- [PROBLEM TO WORK ON]: Each of the lines below must be restated exactly.

(Data items)
= = =
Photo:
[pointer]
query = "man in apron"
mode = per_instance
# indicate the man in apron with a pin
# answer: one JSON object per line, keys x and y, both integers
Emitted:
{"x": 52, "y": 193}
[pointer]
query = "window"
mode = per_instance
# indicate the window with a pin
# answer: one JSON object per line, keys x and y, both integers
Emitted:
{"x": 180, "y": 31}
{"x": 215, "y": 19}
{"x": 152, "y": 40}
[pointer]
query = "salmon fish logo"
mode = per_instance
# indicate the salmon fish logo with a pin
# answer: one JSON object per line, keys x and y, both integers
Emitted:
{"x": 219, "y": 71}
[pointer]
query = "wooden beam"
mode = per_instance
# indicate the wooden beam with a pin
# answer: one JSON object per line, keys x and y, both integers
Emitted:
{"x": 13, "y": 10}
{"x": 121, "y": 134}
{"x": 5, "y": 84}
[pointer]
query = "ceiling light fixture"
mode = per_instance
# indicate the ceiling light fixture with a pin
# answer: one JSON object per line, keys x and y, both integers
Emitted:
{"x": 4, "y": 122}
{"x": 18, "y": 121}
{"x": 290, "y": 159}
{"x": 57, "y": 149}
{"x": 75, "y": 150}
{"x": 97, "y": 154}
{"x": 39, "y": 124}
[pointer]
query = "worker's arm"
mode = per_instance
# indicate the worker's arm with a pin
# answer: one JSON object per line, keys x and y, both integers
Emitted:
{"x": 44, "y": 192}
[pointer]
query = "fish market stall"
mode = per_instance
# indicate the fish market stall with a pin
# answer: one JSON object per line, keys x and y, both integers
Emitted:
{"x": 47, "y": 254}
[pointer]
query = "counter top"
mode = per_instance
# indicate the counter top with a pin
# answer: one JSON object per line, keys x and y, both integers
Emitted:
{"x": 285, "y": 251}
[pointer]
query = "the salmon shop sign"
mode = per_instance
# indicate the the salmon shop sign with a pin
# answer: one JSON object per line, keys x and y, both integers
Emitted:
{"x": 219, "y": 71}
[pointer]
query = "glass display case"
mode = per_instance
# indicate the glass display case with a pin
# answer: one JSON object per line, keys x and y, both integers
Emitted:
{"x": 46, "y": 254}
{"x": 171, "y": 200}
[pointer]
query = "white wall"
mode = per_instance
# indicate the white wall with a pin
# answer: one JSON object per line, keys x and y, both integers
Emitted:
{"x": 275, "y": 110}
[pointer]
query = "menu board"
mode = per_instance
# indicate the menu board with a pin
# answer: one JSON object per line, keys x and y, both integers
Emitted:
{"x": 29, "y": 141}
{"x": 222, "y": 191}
= = =
- [RESPONSE AREA]:
Photo:
[pointer]
query = "man in apron"
mode = per_instance
# indicate the man in apron with a pin
# answer: one JSON object per line, keys x and y, both integers
Emitted:
{"x": 52, "y": 193}
[pointer]
query = "window"
mode = per_instance
# indicate the window with a pin
# answer: one JSON object per line, keys x and y, both integers
Emitted:
{"x": 180, "y": 31}
{"x": 215, "y": 19}
{"x": 152, "y": 40}
[pointer]
query = "salmon fish logo"
mode = per_instance
# indicate the salmon fish logo with a pin
# answer: one JSON object per line, keys x and y, both integers
Emitted:
{"x": 219, "y": 71}
[pointer]
query = "wooden beam"
mode = per_instance
# indicate the wooden beam with a pin
# answer: one JSON object per line, keys x and y, both integers
Emitted:
{"x": 13, "y": 10}
{"x": 121, "y": 134}
{"x": 5, "y": 84}
[pointer]
query = "ceiling light fixture"
mode = per_instance
# indicate the ceiling light fixture with a pin
# answer: one JSON object per line, keys x and y, both integers
Emitted:
{"x": 4, "y": 122}
{"x": 18, "y": 121}
{"x": 290, "y": 159}
{"x": 57, "y": 149}
{"x": 75, "y": 150}
{"x": 97, "y": 154}
{"x": 39, "y": 124}
[pointer]
query = "worker's arm"
mode = per_instance
# indicate the worker's arm with a pin
# answer: one JSON object per line, keys x and y, both integers
Emitted:
{"x": 44, "y": 192}
[pointer]
query = "fish market stall"
mode = per_instance
# indicate the fish market stall with a pin
# answer: one JSON object per line, keys x and y, both integers
Emitted:
{"x": 47, "y": 254}
[pointer]
query = "counter top"
mode = per_instance
# indicate the counter top with a pin
# answer: one JSON object per line, keys x and y, both integers
Emitted:
{"x": 285, "y": 251}
[pointer]
query = "the salmon shop sign"
mode = per_instance
# indicate the the salmon shop sign with a pin
# answer: one JSON object per line, keys x and y, both integers
Emitted:
{"x": 219, "y": 71}
[pointer]
query = "glass display case"
mode = per_instance
# indicate the glass display case with a pin
# answer: one JSON object per line, keys x and y, both integers
Emitted:
{"x": 46, "y": 254}
{"x": 171, "y": 200}
[pointer]
query = "white wall"
mode = per_instance
# indicate the white wall with a pin
# answer: one JSON object per line, keys x and y, both integers
Emitted:
{"x": 275, "y": 110}
[pointer]
query = "menu board"
mode = per_instance
# indicate the menu board with a pin
# answer: one JSON object per line, keys x and y, both integers
Emitted:
{"x": 29, "y": 141}
{"x": 222, "y": 191}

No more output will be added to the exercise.